### Exercise
Replace every occurrence of "dried petal" with "pressed leaf" in all the items below and reproduce their lines with nothing else changed. Leave the pictures out of your answer.

** START Records for the exercise **

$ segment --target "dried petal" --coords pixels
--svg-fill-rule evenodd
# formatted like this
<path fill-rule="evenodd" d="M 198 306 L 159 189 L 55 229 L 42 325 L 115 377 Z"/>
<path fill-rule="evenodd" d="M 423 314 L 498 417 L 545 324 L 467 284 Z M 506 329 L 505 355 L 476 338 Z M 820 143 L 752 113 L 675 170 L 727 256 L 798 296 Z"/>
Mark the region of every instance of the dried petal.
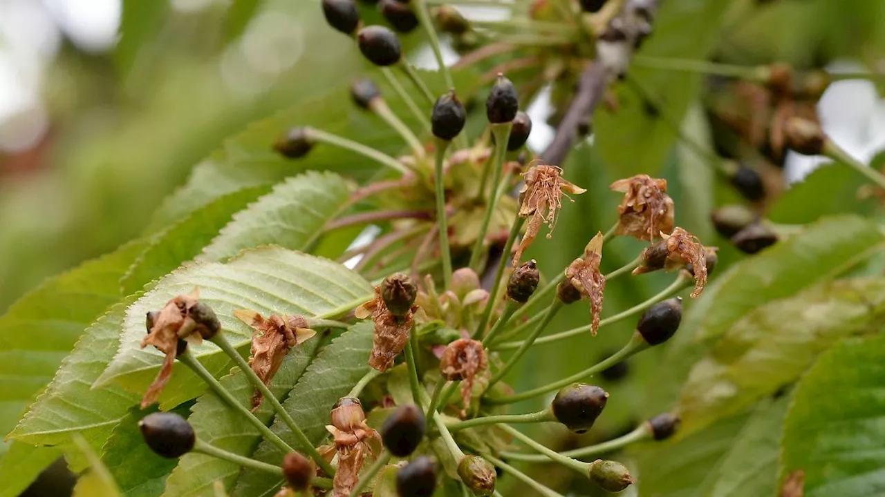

** END Records for the exercise **

### Answer to the task
$ segment --target "pressed leaf" --coords pixels
--svg-fill-rule evenodd
# formatted like this
<path fill-rule="evenodd" d="M 198 306 L 159 189 L 55 229 L 42 325 L 115 377 Z"/>
<path fill-rule="evenodd" d="M 423 314 L 498 417 L 545 324 L 467 284 Z M 506 329 L 505 355 L 476 338 Z M 820 143 L 752 113 L 675 170 L 727 256 L 798 296 Z"/>
Mark the region of every instance of the pressed leaf.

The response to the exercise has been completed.